So, for a great DAW, core frequency is just as important as number of cores, and in both cases the same adage works: the more, the merrier!


----------



## tack (May 2, 2017)

EvilDragon said:


> When you load multiple plugins in series, they are always processed on the same core in the DAW (serial processing like that *cannot* be parallelized, since input of second plugin depends on the output of the first plugin, which is logical).


I'm surprised to hear you say this. Isn't this exactly what Reaper's anticipative FX does? Anything not record armed (and therefore has no RT requirement) can be slightly pre-rendered. This allows for parallelism on the same FX chain, with each FX working on a different block in time. (At least any non master bus FX chain.)


----------



## Phryq (May 2, 2017)

I didn't know that ^^. I've always kept it off, because I heard somewhere, somehow it was buggy with samples...

But anyhow, high clock is still only important if your longest 'serial' is too much for a single core, right?

E.G. I have 100 tracks. Each track has Kontakt and an EQ. They all go to a single reverb/compressor send. On the master track is a multi-band compressor, EQ and limiter.

Therefore the 'serial' length would be Kontakt-EQ-Verb-Comp-MultiComp-EQ-Limiter. And one core has to be able to handle that.

However, for the 100 instances of Kontakt+EQ, more cores would be of more help, right? As long as my single core can handle that 'serial length', then more cores will allow more tracks?

_Disclaimer. I wouldn't have a chain like that. I would master separately._


----------



## tack (May 2, 2017)

Phryq said:


> I didn't know that ^^. I've always kept it off, because I heard somewhere, somehow it was buggy with samples...


I don't think I've run into any real issues with it. I do leave it on myself. But yes, when I find I'm troubleshooting something wonky it's the first thing I try disabling. 



Phryq said:


> Therefore the 'serial' length would be Kontakt-EQ-Verb-Comp-MultiComp-EQ-Limiter. And one core has to be able to handle that.


Well, again, not necessarily if you have anticipative FX enabled. If none of the tracks are record-armed, then Kontakt, Track EQ, Verb, and compressor can run in parallel across multiple cores (where they are each processing slightly different moments in time). The master bus FX chain is exempt from this parallelism regardless of whether anything is record-armed (for implementation reasons I can't claim to understand), so those would be serialized.

The moment you arm a track for recording, then that track's entire routing chain enters the realtime path and is all serialized. Your other (non-armed) tracks can be processed in parallel, but once they enter the routing path of the realtime chain they become serialized. For example, another track that sends to a reverb bus: the track FX can be processed in parallel, but once it sends to the reverb bus it can no longer be parallelized.

■ STORED RECORDS
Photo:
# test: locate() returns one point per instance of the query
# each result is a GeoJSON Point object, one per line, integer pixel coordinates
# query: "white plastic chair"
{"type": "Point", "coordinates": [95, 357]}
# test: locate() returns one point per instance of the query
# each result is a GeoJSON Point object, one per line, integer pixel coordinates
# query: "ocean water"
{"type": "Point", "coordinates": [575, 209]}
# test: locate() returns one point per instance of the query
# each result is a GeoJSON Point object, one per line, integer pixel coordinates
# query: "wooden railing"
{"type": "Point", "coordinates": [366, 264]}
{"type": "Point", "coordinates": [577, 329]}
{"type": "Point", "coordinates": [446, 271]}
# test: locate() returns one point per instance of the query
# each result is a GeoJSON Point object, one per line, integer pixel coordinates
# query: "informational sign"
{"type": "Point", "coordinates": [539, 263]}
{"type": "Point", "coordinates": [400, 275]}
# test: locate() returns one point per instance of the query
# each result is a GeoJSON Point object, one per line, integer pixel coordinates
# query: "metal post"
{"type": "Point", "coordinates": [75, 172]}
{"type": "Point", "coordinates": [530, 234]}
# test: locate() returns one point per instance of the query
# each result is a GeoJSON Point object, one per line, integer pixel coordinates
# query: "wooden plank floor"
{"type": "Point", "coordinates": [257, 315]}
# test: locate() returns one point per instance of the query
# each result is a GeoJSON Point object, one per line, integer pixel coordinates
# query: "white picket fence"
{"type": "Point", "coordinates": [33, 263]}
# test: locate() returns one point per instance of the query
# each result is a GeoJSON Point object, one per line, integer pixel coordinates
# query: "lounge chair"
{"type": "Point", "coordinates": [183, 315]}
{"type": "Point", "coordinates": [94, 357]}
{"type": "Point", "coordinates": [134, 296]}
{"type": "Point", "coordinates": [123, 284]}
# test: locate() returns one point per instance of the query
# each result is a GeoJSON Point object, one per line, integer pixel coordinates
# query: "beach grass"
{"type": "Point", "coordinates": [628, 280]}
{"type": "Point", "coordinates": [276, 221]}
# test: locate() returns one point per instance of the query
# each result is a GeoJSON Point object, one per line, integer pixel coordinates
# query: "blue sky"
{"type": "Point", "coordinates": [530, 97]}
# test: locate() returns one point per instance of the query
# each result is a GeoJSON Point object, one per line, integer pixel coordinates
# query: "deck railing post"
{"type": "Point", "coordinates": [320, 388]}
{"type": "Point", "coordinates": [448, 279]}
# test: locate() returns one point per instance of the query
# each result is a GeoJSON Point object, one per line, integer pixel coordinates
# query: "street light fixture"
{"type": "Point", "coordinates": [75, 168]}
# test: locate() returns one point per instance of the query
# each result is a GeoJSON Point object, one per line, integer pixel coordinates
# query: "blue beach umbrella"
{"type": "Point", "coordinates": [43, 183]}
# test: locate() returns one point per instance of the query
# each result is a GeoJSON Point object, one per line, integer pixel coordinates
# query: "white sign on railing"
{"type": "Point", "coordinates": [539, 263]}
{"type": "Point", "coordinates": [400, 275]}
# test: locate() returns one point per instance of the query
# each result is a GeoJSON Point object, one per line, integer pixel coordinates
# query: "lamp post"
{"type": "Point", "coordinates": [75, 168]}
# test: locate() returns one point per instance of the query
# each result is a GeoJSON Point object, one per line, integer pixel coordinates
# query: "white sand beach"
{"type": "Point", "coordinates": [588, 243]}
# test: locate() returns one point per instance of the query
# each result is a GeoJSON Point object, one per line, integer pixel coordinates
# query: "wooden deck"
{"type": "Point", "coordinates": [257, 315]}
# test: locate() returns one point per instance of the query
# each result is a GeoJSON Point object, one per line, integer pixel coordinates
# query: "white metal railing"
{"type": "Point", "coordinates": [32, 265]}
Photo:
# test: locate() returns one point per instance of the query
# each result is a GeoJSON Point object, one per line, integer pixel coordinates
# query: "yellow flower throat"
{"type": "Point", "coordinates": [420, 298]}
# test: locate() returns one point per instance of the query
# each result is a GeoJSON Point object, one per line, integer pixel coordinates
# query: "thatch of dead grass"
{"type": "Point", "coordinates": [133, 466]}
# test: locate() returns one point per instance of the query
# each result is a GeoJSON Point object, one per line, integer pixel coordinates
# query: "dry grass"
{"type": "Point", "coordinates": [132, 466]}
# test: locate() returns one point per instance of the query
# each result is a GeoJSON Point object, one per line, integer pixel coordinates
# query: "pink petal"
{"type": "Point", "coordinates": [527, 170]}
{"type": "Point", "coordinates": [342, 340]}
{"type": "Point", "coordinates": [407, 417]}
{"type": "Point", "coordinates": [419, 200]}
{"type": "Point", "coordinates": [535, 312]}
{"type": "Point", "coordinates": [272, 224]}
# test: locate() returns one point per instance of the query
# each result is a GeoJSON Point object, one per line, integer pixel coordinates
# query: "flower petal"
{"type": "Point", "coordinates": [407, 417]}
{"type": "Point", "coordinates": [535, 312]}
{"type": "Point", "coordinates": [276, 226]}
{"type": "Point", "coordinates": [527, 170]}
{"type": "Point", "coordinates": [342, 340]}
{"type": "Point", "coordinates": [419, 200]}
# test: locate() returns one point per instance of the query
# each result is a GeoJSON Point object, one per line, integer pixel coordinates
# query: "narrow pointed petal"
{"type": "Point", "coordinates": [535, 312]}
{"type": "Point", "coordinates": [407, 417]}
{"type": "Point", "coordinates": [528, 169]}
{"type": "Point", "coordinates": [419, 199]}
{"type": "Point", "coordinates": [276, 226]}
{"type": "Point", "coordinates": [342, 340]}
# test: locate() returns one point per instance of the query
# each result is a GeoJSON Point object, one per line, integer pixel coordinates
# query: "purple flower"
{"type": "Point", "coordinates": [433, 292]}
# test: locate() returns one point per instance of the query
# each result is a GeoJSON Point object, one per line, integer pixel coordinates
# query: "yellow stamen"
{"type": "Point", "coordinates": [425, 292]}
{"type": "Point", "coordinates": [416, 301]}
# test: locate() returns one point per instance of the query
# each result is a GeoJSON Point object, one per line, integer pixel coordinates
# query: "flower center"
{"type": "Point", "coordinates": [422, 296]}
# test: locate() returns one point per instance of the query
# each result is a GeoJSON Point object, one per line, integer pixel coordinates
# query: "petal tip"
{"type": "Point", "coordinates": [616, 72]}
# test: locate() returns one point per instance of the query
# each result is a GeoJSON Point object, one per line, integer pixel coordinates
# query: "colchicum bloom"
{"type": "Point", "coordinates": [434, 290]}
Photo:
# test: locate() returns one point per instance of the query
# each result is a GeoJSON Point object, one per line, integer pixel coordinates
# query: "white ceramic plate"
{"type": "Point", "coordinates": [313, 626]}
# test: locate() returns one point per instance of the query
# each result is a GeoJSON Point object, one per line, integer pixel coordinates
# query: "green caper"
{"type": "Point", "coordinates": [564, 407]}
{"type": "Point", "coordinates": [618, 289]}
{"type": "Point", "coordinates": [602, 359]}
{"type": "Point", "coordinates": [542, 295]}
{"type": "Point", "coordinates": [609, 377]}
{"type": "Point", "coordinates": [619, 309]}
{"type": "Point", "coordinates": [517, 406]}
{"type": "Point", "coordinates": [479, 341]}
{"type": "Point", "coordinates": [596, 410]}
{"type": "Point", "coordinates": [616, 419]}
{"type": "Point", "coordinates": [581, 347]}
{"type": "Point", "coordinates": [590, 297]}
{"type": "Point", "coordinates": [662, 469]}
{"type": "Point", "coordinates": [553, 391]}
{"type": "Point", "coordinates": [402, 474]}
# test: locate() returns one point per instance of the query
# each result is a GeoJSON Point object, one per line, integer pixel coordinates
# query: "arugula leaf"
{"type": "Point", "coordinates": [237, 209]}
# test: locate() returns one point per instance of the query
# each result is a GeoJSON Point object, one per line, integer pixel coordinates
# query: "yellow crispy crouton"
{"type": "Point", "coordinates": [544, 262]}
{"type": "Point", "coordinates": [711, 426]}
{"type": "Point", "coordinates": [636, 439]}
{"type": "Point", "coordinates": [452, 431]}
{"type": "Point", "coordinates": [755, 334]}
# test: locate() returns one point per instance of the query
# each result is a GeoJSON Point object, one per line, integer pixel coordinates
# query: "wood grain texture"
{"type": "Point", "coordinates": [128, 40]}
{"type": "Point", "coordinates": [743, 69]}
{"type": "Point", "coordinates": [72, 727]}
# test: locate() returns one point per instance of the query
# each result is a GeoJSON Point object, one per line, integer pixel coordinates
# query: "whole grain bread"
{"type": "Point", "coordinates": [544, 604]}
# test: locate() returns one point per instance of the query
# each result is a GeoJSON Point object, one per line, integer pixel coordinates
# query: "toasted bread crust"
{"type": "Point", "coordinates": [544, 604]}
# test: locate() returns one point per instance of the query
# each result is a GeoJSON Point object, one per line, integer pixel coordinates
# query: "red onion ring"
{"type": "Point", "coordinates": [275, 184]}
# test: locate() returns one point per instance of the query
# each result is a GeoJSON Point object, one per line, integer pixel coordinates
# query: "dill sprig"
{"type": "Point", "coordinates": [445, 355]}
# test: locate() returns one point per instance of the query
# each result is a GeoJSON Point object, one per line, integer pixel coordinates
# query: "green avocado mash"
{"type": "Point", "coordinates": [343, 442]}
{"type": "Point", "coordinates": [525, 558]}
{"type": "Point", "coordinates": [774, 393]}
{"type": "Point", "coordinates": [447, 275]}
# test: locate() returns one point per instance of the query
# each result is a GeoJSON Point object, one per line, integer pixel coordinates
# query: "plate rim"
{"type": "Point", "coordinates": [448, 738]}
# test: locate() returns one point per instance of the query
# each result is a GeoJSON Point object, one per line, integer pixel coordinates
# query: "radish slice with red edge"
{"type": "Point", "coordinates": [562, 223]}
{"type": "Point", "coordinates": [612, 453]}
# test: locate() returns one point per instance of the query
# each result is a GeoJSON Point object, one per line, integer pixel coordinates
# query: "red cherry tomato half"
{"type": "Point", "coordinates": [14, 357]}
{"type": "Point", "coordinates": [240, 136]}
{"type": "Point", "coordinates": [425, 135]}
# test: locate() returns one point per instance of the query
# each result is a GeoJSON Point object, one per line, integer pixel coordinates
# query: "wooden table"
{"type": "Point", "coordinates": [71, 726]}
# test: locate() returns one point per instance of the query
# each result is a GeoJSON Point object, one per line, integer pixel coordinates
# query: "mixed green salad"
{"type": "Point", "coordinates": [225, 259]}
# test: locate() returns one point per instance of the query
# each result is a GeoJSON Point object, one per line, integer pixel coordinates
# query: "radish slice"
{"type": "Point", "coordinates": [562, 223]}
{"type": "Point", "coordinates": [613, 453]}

■ THE TASKS
a: Copy the part of the forum thread on DAW plugin processing word for word, starting with "Well, again, not" and going on through "longer be parallelized.".
b: In the forum thread on DAW plugin processing, turn the paragraph that begins "The moment you arm a track for recording" into a short bulleted list that keeps its main facts.

■ RESPONSES TO THE EXERCISE
a:
Well, again, not necessarily if you have anticipative FX enabled. If none of the tracks are record-armed, then Kontakt, Track EQ, Verb, and compressor can run in parallel across multiple cores (where they are each processing slightly different moments in time). The master bus FX chain is exempt from this parallelism regardless of whether anything is record-armed (for implementation reasons I can't claim to understand), so those would be serialized.

The moment you arm a track for recording, then that track's entire routing chain enters the realtime path and is all serialized. Your other (non-armed) tracks can be processed in parallel, but once they enter the routing path of the realtime chain they become serialized. For example, another track that sends to a reverb bus: the track FX can be processed in parallel, but once it sends to the reverb bus it can no longer be parallelized.

b:
- Arming a track for recording puts that track's entire routing chain in the realtime path, where it is all serialized.
- Other tracks that aren't armed can still be processed in parallel.
- Once those tracks enter the routing path of the realtime chain, they become serialized.
- Example: a track that sends to a reverb bus can have its track FX processed in parallel, but once it sends to the reverb bus, it can no longer be parallelized.